→ Selection
1) You could create a temporary table that identifies all records that meet the specified criteria.
Each time you retrieve records from your database, delete the identifiers from the temporary table.
or, if all the records might not be present when the temporary table is created;
2) Keep a temporary table of the records you have so far retrieved so you don't retrieve the same record twice.
Nathan
Sep 26th, 2000, 07:33 AM
thanx... I was hoping to do it without a temporary table but I might just have to do it that way...
simonm
Sep 26th, 2000, 07:53 AM
Adding a field to the table you're retrieving from to flag once they have been retrieved (and therefore excluded from future retrievals).
You need some way to record which records have been retrieved and which haven't.

→ Data shown
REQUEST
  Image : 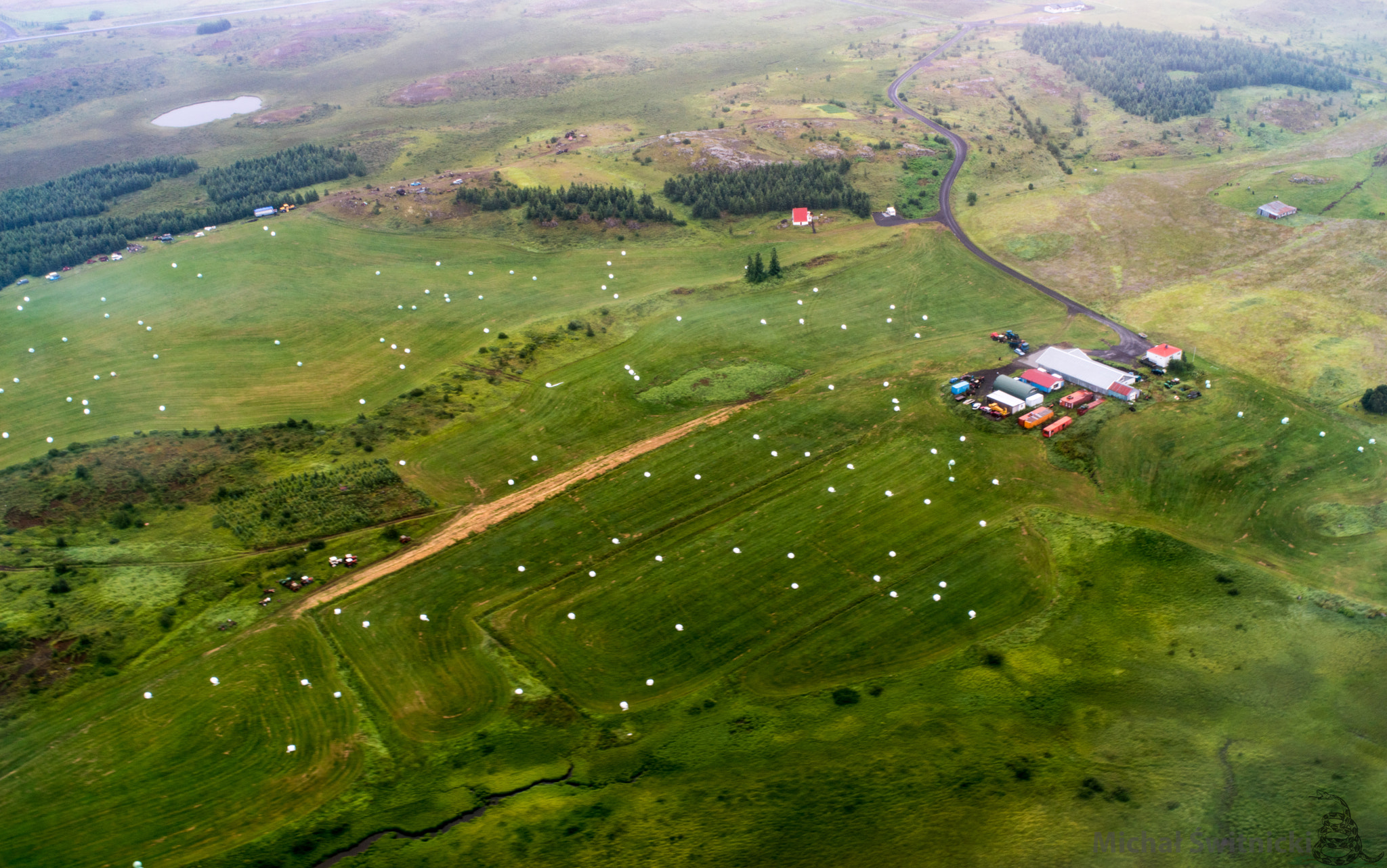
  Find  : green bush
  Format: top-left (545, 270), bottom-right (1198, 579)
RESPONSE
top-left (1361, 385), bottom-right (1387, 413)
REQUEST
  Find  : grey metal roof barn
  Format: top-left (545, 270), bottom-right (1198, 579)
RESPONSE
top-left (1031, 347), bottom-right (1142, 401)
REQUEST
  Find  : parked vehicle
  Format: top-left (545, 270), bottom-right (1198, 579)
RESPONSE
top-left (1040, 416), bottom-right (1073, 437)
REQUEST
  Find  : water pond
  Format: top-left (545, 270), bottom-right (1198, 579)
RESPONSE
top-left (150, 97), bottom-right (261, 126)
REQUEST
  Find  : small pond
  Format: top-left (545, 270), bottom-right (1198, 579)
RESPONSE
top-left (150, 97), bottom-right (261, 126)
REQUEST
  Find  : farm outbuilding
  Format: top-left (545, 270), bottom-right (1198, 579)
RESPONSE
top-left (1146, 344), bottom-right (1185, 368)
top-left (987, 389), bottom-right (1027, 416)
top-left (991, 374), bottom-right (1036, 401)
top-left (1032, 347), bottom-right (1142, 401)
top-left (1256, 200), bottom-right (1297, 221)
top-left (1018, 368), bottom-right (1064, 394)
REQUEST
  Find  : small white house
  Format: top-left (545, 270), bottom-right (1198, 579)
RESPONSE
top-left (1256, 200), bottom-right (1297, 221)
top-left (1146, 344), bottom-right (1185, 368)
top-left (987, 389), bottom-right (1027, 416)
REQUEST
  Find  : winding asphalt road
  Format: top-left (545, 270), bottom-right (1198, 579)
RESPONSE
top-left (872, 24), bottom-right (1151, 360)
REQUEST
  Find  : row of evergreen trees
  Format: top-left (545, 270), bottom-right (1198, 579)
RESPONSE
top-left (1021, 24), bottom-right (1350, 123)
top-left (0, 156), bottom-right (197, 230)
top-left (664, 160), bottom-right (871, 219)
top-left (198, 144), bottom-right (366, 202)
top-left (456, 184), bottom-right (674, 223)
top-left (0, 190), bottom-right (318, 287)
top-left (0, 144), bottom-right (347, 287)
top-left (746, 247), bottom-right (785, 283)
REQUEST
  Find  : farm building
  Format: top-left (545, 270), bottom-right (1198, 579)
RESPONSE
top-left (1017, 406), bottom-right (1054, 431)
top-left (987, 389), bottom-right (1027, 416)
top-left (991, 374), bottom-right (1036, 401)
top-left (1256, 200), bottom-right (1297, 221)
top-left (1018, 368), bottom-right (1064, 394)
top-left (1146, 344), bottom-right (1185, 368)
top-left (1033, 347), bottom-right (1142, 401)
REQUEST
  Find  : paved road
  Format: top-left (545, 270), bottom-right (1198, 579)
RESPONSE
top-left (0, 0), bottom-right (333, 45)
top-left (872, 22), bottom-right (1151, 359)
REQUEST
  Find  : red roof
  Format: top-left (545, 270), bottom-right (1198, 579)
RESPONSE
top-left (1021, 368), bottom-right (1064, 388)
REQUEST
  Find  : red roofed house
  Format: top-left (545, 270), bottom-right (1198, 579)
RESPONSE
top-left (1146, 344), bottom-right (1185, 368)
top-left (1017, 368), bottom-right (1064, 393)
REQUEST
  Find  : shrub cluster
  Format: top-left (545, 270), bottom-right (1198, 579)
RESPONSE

→ Challenge 1
Can you write out the part of the thread on database records starting with "or, if all the" and going on through "same record twice.", word for word?
→ Challenge 2
Which lines of the entries contain the word "house"? List every such line in full, treating case as significant.

→ Full response 1
or, if all the records might not be present when the temporary table is created;
2) Keep a temporary table of the records you have so far retrieved so you don't retrieve the same record twice.

→ Full response 2
  Find  : small white house
  Find  : red roofed house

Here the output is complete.